>> start EXTRACTED MATERIAL

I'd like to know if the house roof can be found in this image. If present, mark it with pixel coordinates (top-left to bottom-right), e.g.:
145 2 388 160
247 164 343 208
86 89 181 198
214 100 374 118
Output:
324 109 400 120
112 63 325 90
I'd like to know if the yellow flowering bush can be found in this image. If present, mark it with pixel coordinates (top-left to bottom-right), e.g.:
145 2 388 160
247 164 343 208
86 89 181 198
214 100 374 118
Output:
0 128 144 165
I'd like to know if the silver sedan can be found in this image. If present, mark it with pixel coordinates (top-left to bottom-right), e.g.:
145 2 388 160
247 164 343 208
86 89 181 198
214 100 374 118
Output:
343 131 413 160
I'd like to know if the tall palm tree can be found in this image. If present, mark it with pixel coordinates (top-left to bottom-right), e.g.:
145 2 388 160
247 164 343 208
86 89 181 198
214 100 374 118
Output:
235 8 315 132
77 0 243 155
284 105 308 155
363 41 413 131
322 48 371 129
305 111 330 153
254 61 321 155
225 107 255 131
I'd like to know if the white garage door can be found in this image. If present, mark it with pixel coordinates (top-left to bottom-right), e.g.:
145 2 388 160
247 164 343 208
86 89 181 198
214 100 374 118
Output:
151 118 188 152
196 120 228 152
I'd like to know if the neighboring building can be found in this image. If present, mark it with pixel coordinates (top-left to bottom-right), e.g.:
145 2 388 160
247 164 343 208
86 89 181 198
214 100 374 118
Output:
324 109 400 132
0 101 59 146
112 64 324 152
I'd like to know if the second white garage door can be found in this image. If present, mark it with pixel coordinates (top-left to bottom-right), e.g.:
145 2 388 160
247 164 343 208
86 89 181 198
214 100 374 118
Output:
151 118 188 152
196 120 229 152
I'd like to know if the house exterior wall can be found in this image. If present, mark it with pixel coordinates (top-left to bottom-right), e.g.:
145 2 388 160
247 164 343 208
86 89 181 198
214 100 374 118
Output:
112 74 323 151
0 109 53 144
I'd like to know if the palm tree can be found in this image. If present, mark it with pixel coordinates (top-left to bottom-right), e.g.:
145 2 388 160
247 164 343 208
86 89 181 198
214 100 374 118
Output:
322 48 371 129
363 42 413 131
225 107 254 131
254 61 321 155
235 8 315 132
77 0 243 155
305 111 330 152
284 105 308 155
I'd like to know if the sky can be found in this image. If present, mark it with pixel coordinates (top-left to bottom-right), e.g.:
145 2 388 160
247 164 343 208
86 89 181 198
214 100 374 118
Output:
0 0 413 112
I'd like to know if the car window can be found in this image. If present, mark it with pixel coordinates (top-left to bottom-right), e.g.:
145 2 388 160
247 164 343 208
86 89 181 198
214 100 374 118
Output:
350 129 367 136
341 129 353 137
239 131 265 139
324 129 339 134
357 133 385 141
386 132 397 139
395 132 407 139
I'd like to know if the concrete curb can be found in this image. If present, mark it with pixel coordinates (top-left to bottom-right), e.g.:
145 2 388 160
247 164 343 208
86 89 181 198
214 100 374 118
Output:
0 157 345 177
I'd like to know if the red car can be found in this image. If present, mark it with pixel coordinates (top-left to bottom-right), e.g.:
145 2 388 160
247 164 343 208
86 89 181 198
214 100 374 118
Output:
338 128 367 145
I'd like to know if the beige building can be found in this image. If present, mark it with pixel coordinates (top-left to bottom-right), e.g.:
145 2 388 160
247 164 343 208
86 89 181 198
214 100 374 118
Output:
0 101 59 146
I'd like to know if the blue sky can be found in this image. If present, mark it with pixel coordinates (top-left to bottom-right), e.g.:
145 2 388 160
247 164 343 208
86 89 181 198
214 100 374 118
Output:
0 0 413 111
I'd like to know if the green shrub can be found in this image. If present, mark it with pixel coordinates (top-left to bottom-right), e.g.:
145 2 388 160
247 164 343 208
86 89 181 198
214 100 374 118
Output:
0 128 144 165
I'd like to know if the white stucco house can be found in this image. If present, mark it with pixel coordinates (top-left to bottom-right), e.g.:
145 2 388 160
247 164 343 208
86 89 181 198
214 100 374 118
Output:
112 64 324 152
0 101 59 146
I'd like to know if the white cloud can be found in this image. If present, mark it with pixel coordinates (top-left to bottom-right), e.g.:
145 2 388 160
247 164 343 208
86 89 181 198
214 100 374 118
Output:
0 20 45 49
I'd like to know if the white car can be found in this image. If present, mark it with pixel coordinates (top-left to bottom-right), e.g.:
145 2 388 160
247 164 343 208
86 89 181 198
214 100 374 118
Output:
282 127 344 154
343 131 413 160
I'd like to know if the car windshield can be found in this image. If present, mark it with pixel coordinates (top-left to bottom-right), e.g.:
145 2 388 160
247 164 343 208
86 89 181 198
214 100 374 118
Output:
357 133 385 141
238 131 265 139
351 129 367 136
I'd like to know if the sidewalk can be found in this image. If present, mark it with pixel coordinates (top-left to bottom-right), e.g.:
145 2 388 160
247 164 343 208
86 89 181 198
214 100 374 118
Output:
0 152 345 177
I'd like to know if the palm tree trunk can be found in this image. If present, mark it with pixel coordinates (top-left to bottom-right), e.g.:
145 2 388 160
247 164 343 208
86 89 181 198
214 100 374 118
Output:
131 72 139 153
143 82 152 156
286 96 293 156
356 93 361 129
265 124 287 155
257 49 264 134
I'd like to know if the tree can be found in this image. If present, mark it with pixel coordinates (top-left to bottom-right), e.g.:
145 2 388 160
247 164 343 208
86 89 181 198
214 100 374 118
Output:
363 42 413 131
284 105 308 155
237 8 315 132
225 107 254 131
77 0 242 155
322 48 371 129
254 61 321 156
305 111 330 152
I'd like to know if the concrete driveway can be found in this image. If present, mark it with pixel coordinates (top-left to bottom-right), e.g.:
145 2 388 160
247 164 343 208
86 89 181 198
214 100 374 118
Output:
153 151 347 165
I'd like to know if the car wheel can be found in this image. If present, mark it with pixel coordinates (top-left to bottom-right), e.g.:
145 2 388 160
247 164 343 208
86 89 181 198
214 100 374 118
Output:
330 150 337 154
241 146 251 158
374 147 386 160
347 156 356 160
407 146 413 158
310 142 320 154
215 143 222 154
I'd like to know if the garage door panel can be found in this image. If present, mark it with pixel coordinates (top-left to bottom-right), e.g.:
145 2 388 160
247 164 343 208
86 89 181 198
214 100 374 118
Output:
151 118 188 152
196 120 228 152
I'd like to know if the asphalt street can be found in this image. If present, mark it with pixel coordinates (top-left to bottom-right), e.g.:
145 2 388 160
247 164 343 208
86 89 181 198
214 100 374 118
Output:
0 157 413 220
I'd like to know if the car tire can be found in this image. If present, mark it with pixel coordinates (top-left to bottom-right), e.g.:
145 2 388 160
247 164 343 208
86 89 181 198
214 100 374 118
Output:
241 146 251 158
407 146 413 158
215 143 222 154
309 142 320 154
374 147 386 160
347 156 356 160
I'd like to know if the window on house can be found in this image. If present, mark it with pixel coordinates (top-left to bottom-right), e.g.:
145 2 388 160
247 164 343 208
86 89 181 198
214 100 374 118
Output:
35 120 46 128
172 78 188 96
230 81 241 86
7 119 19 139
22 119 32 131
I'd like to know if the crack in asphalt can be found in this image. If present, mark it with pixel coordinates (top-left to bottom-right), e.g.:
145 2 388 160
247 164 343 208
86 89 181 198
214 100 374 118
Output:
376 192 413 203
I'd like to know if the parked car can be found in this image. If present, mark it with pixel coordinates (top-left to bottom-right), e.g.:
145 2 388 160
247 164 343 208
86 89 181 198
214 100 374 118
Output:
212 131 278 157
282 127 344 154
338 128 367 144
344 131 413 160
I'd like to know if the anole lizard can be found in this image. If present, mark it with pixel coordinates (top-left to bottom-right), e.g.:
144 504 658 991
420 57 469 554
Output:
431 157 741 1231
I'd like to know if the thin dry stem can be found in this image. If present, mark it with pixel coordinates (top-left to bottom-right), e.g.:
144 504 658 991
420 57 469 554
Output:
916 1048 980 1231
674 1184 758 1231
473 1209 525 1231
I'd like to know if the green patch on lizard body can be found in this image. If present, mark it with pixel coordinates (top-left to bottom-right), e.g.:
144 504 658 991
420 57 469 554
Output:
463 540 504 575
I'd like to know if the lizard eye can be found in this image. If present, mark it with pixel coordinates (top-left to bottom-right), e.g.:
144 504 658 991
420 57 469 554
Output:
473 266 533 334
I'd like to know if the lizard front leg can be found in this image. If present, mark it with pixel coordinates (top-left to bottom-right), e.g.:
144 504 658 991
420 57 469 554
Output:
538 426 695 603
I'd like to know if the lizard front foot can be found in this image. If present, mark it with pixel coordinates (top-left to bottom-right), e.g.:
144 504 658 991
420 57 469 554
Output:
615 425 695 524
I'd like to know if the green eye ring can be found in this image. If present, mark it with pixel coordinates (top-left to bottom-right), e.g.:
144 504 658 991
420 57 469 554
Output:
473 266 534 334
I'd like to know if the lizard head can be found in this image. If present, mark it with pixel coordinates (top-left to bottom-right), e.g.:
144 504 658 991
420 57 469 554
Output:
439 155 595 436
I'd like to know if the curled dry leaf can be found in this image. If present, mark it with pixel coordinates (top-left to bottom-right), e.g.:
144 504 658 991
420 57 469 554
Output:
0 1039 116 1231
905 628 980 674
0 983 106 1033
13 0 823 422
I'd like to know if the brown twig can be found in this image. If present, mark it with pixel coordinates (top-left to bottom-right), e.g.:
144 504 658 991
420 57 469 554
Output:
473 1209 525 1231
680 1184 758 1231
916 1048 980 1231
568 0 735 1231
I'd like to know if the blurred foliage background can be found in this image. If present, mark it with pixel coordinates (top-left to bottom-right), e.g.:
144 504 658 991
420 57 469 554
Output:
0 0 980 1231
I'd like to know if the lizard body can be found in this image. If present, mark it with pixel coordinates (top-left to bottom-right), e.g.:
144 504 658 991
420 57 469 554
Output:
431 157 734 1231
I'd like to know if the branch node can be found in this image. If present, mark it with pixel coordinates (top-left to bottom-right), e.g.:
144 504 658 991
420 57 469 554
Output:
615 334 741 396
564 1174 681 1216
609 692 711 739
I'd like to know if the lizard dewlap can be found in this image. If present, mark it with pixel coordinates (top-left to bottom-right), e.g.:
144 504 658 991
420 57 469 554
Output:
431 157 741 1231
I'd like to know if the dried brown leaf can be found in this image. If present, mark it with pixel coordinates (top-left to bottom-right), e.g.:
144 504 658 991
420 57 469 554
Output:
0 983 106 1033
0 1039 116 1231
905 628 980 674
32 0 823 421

>> end EXTRACTED MATERIAL

§ **OBJECTIVE**:
Reproduce every line in the stretch from the line containing "I'd like to know if the concrete driveway" through the line containing "153 151 347 165", adding 45 to each bounding-box coordinate in the answers. Leave all other lines, including their sample figures, unchanged.

§ **TASK RESULT**:
I'd like to know if the concrete driveway can be found in this image. If present, mark it with pixel coordinates (top-left to bottom-right), e.g.:
145 2 388 160
247 164 343 208
86 89 181 198
214 100 374 118
Output:
198 196 392 210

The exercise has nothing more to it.